▶ **The input**
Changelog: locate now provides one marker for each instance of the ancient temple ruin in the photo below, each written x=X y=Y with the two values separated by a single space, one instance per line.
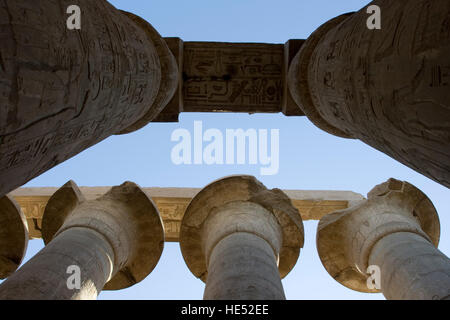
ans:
x=62 y=92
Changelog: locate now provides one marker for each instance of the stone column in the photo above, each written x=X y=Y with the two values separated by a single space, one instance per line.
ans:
x=387 y=243
x=62 y=90
x=388 y=87
x=241 y=239
x=13 y=236
x=114 y=241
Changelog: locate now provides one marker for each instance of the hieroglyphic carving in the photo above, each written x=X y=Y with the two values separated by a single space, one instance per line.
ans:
x=233 y=77
x=62 y=91
x=172 y=204
x=388 y=87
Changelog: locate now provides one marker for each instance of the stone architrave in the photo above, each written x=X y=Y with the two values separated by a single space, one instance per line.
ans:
x=241 y=239
x=390 y=87
x=109 y=243
x=13 y=236
x=62 y=90
x=387 y=243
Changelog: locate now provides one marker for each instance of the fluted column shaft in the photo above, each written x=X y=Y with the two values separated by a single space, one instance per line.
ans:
x=411 y=268
x=46 y=275
x=242 y=241
x=387 y=87
x=62 y=91
x=387 y=243
x=108 y=243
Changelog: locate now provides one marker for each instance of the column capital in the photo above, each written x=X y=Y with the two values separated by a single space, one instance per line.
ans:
x=125 y=216
x=303 y=94
x=346 y=238
x=234 y=189
x=13 y=236
x=169 y=74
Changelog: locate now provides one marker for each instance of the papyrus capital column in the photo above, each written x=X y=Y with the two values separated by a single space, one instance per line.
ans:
x=387 y=87
x=13 y=236
x=241 y=239
x=115 y=241
x=62 y=91
x=396 y=230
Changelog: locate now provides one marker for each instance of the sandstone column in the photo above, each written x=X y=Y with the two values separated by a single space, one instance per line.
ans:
x=241 y=239
x=115 y=241
x=395 y=232
x=13 y=236
x=62 y=91
x=390 y=88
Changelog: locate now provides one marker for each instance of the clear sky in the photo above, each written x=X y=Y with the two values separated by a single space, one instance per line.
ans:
x=310 y=159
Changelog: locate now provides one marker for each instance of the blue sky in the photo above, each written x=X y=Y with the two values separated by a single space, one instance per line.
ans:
x=310 y=159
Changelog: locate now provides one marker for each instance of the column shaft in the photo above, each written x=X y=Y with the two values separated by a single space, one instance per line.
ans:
x=411 y=268
x=46 y=275
x=241 y=239
x=387 y=87
x=64 y=90
x=243 y=267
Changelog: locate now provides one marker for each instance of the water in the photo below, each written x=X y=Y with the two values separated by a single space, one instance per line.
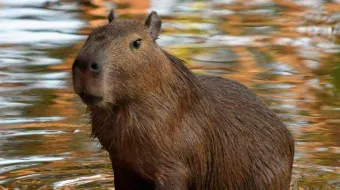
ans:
x=288 y=52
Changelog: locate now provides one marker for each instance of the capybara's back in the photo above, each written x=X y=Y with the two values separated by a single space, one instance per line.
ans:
x=167 y=128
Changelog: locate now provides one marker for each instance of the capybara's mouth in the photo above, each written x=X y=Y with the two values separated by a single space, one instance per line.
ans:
x=90 y=99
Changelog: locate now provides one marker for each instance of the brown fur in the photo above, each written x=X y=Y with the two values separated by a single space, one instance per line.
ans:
x=167 y=128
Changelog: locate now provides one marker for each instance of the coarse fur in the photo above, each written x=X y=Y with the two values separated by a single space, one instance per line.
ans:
x=167 y=128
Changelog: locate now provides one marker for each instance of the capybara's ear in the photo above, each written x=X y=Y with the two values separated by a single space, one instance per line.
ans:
x=154 y=23
x=111 y=16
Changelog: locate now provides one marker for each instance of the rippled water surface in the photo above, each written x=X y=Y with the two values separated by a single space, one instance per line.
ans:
x=288 y=52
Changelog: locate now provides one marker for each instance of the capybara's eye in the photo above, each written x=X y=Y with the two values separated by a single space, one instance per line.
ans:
x=136 y=44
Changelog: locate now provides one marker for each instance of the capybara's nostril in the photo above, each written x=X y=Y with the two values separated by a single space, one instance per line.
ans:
x=94 y=67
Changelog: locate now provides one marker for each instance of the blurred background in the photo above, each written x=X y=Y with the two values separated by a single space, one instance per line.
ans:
x=286 y=51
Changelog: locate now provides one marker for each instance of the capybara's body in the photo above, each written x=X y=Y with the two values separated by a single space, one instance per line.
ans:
x=167 y=128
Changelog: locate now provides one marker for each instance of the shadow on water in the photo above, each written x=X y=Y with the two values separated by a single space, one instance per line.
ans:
x=287 y=52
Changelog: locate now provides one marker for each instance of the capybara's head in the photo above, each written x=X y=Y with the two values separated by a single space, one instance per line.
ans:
x=119 y=61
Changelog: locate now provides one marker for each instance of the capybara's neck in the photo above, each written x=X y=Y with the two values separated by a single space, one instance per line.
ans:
x=152 y=111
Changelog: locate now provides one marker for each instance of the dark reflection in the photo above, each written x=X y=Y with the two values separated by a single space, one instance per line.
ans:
x=286 y=51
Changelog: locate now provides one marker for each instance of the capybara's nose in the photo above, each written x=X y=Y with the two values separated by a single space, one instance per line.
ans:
x=87 y=65
x=94 y=67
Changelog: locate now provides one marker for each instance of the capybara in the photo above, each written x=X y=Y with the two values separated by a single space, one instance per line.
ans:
x=165 y=127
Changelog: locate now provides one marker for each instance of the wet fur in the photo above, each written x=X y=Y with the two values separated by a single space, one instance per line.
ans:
x=197 y=132
x=167 y=128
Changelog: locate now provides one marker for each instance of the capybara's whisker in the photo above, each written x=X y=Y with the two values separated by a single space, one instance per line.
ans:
x=167 y=128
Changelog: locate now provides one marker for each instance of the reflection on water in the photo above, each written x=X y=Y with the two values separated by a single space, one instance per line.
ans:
x=286 y=51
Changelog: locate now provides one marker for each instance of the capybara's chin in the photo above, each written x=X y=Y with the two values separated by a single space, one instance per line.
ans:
x=165 y=127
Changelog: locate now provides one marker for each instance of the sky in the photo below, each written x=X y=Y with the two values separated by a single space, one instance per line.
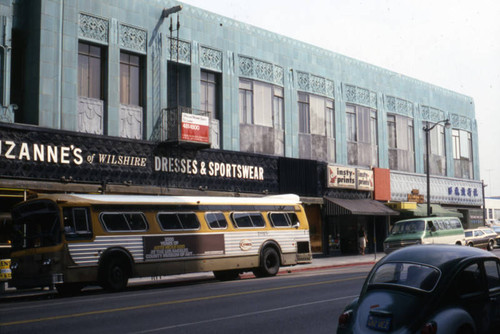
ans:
x=453 y=44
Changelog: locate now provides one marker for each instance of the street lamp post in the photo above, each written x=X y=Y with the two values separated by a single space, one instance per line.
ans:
x=427 y=130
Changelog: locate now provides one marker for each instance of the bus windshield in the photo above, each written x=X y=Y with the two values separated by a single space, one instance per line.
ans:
x=408 y=227
x=35 y=225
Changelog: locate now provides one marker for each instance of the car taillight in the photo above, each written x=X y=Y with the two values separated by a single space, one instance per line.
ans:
x=345 y=318
x=429 y=328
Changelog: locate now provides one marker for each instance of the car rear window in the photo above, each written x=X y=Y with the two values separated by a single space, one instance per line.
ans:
x=411 y=275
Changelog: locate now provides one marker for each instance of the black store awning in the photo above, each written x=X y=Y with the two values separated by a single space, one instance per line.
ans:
x=365 y=207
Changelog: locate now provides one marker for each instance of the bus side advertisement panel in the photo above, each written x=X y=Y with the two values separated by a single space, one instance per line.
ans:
x=177 y=246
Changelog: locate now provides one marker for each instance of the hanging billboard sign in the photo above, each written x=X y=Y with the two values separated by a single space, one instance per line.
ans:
x=195 y=128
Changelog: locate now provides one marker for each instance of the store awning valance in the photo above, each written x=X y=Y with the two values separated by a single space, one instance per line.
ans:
x=366 y=207
x=436 y=209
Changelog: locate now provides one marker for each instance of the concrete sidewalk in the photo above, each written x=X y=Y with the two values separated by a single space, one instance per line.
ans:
x=319 y=262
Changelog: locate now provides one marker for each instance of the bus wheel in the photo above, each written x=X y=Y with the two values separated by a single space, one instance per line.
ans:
x=227 y=275
x=269 y=263
x=115 y=275
x=69 y=289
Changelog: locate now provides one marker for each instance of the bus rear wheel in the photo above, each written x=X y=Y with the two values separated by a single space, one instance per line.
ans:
x=227 y=275
x=115 y=275
x=69 y=289
x=269 y=263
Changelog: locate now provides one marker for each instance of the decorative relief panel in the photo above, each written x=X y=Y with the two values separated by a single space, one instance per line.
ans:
x=361 y=96
x=246 y=66
x=179 y=51
x=431 y=114
x=211 y=59
x=94 y=28
x=315 y=84
x=261 y=70
x=132 y=38
x=131 y=121
x=90 y=115
x=399 y=106
x=461 y=122
x=303 y=81
x=264 y=70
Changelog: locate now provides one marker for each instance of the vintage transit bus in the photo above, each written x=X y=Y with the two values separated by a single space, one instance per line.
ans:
x=69 y=241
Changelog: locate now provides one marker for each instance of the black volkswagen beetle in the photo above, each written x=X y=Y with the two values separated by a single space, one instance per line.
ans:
x=428 y=289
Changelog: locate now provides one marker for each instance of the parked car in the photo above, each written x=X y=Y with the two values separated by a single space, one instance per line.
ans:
x=430 y=230
x=482 y=237
x=428 y=289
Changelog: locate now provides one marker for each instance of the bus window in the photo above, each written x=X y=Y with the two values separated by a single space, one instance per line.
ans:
x=178 y=221
x=248 y=219
x=279 y=219
x=216 y=220
x=76 y=223
x=294 y=220
x=284 y=219
x=36 y=225
x=124 y=222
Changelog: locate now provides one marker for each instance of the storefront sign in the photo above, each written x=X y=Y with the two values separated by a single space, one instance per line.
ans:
x=350 y=178
x=443 y=190
x=341 y=177
x=365 y=179
x=208 y=168
x=195 y=128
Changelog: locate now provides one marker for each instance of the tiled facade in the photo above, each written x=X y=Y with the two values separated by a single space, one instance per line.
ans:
x=315 y=98
x=232 y=49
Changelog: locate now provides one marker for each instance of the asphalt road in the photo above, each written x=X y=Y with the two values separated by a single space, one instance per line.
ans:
x=302 y=302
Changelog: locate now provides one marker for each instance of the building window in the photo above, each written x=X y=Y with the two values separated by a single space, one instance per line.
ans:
x=208 y=93
x=90 y=70
x=130 y=79
x=462 y=153
x=316 y=115
x=362 y=135
x=437 y=152
x=246 y=102
x=304 y=117
x=261 y=104
x=330 y=118
x=401 y=143
x=278 y=108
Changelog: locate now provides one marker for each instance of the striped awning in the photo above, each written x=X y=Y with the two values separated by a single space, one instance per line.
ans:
x=364 y=207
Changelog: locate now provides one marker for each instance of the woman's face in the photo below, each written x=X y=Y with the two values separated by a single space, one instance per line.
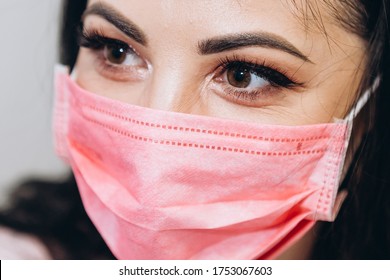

▶ **To do**
Show every line above that contains the word "ancient". Treat case as significant.

▶ **Response to the exercise**
Changelog: locate now provides one marker for each instance of the ancient temple ruin in the photo below, each written x=X y=Y with the two values separated by a single space, one instance per line.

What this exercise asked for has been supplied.